═════ EXTRAIT DES DONNÉES

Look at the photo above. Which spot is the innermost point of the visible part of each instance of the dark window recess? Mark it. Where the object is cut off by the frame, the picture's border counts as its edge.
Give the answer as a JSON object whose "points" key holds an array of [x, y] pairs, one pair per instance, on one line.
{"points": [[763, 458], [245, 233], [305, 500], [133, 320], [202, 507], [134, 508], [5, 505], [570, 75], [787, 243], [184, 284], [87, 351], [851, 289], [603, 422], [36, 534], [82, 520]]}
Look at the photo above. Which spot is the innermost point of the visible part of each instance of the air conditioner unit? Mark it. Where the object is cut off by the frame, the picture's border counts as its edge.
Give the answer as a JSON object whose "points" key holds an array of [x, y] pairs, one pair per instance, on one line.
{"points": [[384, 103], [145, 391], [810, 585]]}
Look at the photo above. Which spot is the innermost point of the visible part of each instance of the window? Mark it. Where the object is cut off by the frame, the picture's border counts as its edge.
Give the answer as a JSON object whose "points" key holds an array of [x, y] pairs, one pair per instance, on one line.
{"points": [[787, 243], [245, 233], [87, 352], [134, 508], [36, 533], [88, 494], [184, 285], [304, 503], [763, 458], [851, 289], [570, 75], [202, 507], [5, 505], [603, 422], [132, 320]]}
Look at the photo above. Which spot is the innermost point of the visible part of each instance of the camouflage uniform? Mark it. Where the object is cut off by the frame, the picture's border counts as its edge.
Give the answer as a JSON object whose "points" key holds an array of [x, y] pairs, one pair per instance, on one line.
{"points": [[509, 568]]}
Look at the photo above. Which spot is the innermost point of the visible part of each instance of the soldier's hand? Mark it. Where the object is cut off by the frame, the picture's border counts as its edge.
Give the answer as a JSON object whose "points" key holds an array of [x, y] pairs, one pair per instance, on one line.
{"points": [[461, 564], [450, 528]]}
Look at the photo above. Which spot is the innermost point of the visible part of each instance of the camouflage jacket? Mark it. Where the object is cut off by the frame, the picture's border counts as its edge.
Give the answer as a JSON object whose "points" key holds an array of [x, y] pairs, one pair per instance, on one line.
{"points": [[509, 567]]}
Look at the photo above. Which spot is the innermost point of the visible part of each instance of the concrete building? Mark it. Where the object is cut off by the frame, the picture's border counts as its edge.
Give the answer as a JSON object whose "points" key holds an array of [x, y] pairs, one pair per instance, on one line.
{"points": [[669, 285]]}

══════════

### CONSIGNE
Recopiez à l'identique toutes les lignes ci-dessus.

### RÉSULTAT
Look at the photo above. Which spot is the innermost point of the visible part of each instance of the dark window recess? Mark it. Where the object is cut off by the frame, the picture's border counts as its edge.
Give the answer as a JSON object whose "points" key holds an array of [x, y] pairs, one pair per instance, on one line.
{"points": [[763, 458], [245, 233], [305, 500], [133, 320], [202, 507], [134, 508], [5, 505], [570, 75], [787, 243], [184, 284], [87, 351], [851, 289], [603, 422], [36, 534], [82, 520]]}
Look at the photo above. Which spot is the innermost point of the visible part of each instance of the air conditioner unit? Mark it. Where the object is cut off by the frame, the picture's border counts as its edge.
Give the answer as a JSON object whose "points" key holds an array of [x, y] pairs, one pair per instance, on one line.
{"points": [[384, 103], [145, 391], [810, 585]]}
Look at the photo above. Which spot is the innermost point of the visible part of each instance of the window? Mark it. Where the object is cut off by the frame, the picture's border counts as its edge.
Give the answer as a JSON object whose "points" key holds an array of [x, y] pairs, one pair per instance, on one line.
{"points": [[787, 243], [245, 233], [87, 352], [134, 508], [36, 533], [88, 494], [184, 285], [304, 503], [763, 458], [851, 289], [570, 75], [202, 507], [5, 505], [603, 422], [132, 320]]}
Look at the photo above. Which spot is the innermost point of the visible part of each instance of the camouflage uniform? Mark it. Where the object is cut off by the frame, the picture's border counts as its edge.
Give the answer as a JSON object whose "points" key holds an array of [x, y] pairs, one pair per instance, on one line.
{"points": [[509, 568]]}
Look at the photo above. Which spot is the innermost point of the visible part of each instance of the soldier's hand? Mark it. Where the object is cut off by the frame, the picture's border counts as its edge.
Give the answer as a JSON object whose "points" key holds an array of [x, y] pairs, one pair per instance, on one line.
{"points": [[461, 564], [450, 528]]}
Look at the photo above. Which spot is the innermost point of the visible part of each instance of the camouflage jacket? Mark it. Where the object is cut off by the frame, the picture's border counts as its edge.
Give the answer as a JSON object whose "points" key holds an array of [x, y] pairs, one pair per instance, on one line.
{"points": [[509, 567]]}
Look at the photo above. Which spot is the innermost point of the visible part of each instance of the concrete building? Mark it. Where the object is cut off by the frame, the picture's border counts as its edge.
Give the answer as a JSON object whose "points" key holds an array of [x, y] pairs, one pair per instance, on one line.
{"points": [[669, 285]]}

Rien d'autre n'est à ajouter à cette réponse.